Problems to solve:
1 - Return the part of the smallest-field article between "From Field Contains" and "an abelian group.", inclusive, copied word for word.
2 - Name every kind of algebraic structure mentioned in the Proof section of the smallest-field article.

Passage shown:

==========

Smallest Field is Field

Although this article appears correct, it's inelegant. There has to be a better way of doing it. In particular: Amend this, or add another proof, to use the ring of integers modulo $2$ or something. It's currently unwieldy. We need to show a) that this is a field, and b) that this is the smallest field. You can help $\mathsf{Pr} \infty \mathsf{fWiki}$ by redesigning it. To discuss this page in more detail, feel free to use the talk page. When this work has been completed, you may remove this instance of {{Improve}} from the code. If you would welcome a second opinion as to whether your work is correct, add a call to {{Proofread}} the page.

Theorem

The ring $\struct {\set {0_R, 1_R}, +, \circ}$ is the smallest algebraic structure which is a field.

Proof

From Field Contains at least 2 Elements, a field must contain at least two elements.

Hence the null ring, which contains one element, is not a field.

For $\struct {\set {0_R, 1_R}, +, \circ}$ to be a field:

$\struct {\set {0_R, 1_R}, +}$ must be an abelian group.

This is fulfilled as this is the parity group.

$\struct {\set {0_R, 1_R}, \circ}$ must be a commutative division ring.

This is fulfilled, as $\struct {\set {0_R, 1_R}^*, \circ} = \struct {\set {1_R}, \circ}$ is the trivial group.

==========

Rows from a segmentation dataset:
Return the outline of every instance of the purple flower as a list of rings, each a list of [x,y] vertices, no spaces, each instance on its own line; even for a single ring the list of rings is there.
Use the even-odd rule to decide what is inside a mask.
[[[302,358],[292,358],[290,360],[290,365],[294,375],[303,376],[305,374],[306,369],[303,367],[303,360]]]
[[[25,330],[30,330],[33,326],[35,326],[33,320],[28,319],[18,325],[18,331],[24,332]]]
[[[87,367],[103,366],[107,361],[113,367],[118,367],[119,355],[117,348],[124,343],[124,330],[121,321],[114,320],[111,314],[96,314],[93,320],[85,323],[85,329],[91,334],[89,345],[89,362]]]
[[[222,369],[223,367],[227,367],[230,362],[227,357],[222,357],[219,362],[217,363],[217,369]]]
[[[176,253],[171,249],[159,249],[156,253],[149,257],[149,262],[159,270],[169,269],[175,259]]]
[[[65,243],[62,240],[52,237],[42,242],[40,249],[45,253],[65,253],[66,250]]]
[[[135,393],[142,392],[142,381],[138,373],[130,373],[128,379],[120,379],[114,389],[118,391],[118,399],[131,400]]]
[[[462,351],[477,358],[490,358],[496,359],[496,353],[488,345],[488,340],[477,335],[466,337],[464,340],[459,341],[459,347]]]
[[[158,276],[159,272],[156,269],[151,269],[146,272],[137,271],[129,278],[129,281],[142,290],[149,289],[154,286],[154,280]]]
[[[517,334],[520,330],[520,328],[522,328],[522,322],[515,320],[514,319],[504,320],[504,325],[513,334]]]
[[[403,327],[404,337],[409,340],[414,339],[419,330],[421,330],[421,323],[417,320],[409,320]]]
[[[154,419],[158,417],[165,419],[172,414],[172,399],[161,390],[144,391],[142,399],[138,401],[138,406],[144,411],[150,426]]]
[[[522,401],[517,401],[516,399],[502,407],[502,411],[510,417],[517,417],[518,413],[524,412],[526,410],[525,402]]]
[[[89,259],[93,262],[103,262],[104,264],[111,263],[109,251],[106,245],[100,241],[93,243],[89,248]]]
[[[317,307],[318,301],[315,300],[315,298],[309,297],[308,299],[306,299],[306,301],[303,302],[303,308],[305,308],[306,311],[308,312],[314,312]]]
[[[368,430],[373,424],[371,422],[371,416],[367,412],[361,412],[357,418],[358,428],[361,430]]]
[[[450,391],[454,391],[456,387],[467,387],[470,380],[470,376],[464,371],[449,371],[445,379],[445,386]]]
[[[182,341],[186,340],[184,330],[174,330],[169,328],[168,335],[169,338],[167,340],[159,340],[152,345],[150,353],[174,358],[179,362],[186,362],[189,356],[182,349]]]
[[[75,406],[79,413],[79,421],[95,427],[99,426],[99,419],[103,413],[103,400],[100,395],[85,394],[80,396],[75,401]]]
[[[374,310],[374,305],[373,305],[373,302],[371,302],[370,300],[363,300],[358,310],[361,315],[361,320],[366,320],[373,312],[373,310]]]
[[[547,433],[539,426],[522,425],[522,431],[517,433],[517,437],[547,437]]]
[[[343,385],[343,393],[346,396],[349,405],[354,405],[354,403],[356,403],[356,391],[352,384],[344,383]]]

==========

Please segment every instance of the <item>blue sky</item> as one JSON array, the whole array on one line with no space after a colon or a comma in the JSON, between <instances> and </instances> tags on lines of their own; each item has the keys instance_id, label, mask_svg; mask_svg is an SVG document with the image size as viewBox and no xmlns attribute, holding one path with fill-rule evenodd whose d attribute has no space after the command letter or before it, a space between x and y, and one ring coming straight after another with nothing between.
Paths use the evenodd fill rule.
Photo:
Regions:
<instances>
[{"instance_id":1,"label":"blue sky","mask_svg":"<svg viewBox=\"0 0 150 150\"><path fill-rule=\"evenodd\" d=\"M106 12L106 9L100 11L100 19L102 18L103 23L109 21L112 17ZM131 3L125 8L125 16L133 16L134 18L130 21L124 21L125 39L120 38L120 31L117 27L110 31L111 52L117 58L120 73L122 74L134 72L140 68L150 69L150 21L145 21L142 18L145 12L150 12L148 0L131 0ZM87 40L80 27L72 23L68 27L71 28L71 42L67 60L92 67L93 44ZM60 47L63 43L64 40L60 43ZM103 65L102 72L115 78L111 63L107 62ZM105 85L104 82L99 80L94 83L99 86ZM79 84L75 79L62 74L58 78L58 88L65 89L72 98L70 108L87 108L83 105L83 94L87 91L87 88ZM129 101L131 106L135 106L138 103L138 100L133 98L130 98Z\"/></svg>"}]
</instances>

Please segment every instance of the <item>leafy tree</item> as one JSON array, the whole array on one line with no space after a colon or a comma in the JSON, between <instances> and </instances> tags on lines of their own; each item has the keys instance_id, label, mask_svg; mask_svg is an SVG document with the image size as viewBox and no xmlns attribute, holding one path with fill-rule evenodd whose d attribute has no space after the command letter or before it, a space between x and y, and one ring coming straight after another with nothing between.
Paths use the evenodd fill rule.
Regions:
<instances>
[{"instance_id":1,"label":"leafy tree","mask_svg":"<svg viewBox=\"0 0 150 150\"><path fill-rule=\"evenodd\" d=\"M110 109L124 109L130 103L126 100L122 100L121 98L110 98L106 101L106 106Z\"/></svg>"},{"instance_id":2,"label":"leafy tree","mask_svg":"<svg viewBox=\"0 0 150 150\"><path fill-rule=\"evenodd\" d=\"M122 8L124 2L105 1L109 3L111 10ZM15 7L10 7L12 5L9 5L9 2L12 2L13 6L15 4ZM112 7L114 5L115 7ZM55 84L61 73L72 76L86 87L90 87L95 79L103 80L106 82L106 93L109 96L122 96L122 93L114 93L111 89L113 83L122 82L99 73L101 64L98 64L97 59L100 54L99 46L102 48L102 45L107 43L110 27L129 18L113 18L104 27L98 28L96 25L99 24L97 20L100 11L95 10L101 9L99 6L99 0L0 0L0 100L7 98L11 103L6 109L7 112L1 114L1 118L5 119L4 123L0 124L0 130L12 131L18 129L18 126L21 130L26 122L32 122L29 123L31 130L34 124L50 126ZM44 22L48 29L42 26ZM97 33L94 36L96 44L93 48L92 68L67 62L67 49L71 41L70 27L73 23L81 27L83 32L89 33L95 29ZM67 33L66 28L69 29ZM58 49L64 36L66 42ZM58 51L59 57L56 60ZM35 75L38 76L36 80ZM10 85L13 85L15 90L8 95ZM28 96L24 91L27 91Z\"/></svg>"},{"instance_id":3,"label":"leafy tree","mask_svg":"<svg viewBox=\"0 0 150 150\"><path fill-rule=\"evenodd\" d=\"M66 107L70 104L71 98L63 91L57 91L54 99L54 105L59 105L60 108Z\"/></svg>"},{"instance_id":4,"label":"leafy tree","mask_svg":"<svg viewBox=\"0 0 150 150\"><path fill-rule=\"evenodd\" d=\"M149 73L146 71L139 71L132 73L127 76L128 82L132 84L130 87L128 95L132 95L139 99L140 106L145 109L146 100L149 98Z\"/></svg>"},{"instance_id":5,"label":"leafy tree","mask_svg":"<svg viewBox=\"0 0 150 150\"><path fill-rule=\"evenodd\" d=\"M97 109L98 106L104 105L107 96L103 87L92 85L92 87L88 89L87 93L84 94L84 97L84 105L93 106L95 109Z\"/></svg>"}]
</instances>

==========

Solutions below:
1 -
From Field Contains at least 2 Elements, a field must contain at least two elements.

Hence the null ring, which contains one element, is not a field.

For $\struct {\set {0_R, 1_R}, +, \circ}$ to be a field:

$\struct {\set {0_R, 1_R}, +}$ must be an abelian group.

2 - field, null ring, abelian group, parity group, commutative division ring, trivial group